● Page excerpt

* * *

Petitioners assert that a self-contained special education class is not the least restrictive environment for their son, and they contend that he deserves an opportunity to succeed in general education with the supplementary aids and services that he requires. When the CSE made its recommendation, respondent had not yet provided the student with SETSS, physical therapy or occupational therapy. Although respondent provided SETSS to the student twice per week in fall 2002, petitioners contend that he required two sessions per day. The student did receive group speech-language services, but the IHO ordered respondent to also provide individual speech-language therapy. The IHO further ordered respondent to provide the student with an increased level of occupational and physical therapy to compensate for its delay in initiating these services.

* * *

● Input data
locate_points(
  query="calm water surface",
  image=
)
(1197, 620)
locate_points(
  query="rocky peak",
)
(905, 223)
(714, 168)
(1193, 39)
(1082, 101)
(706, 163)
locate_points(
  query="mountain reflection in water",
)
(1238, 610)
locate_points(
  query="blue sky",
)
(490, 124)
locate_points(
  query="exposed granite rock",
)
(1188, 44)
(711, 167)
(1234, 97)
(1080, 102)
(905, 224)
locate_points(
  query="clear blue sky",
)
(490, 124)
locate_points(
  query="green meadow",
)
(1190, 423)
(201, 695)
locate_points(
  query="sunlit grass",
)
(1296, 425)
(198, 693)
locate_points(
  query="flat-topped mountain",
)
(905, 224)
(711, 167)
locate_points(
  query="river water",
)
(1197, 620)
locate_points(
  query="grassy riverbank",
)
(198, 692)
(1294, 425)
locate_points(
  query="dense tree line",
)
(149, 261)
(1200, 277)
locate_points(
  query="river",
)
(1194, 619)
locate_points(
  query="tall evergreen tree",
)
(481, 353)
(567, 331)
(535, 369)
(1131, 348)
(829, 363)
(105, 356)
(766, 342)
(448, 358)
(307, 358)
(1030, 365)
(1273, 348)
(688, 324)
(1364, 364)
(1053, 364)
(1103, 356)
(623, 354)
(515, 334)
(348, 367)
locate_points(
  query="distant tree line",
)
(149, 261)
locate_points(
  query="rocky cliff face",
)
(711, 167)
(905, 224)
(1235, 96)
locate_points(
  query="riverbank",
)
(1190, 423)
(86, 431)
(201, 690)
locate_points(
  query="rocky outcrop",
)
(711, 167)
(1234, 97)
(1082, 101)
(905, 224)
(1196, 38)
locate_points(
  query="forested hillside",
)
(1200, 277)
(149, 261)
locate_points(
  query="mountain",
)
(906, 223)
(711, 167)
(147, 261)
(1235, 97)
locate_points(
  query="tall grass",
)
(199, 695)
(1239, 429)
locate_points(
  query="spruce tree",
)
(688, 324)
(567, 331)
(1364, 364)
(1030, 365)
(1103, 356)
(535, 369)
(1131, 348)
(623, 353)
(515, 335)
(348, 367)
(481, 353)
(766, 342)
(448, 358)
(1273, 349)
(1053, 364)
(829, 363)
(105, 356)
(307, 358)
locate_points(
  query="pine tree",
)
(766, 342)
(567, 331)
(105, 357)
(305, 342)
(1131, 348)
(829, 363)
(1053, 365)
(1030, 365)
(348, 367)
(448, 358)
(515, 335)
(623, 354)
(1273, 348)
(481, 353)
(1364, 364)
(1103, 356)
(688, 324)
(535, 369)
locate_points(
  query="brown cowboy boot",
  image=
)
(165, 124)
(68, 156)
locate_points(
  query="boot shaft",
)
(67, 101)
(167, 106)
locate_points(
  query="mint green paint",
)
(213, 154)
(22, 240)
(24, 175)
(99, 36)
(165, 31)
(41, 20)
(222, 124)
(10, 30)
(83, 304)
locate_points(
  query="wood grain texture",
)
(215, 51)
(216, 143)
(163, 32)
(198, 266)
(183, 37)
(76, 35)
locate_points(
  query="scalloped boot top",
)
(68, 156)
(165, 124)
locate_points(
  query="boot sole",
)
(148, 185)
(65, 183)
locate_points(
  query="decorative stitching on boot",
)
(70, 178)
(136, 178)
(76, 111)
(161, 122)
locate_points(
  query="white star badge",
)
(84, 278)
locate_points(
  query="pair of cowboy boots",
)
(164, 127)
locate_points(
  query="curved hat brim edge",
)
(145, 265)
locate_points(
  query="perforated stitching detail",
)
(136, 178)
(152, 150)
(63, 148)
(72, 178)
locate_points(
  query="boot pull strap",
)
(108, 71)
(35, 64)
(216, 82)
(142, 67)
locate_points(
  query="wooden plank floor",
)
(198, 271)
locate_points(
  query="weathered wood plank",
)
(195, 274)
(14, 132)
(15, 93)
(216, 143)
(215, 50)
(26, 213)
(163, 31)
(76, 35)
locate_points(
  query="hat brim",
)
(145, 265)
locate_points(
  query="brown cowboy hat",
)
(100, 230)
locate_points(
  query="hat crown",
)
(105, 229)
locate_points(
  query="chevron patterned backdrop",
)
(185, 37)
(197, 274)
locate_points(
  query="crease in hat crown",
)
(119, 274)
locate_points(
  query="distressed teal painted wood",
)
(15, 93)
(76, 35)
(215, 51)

* * *

● Work instruction 1
From the special education excerpt, reproduce the passage starting with "Petitioners assert that" and going on through "initiating these services.".
● Work instruction 2
In the special education excerpt, what kind of speech-language therapy did the IHO order respondent to provide in addition to group services?

● Solution 1
Petitioners assert that a self-contained special education class is not the least restrictive environment for their son, and they contend that he deserves an opportunity to succeed in general education with the supplementary aids and services that he requires. When the CSE made its recommendation, respondent had not yet provided the student with SETSS, physical therapy or occupational therapy. Although respondent provided SETSS to the student twice per week in fall 2002, petitioners contend that he required two sessions per day. The student did receive group speech-language services, but the IHO ordered respondent to also provide individual speech-language therapy. The IHO further ordered respondent to provide the student with an increased level of occupational and physical therapy to compensate for its delay in initiating these services.

● Solution 2
Individual speech-language therapy.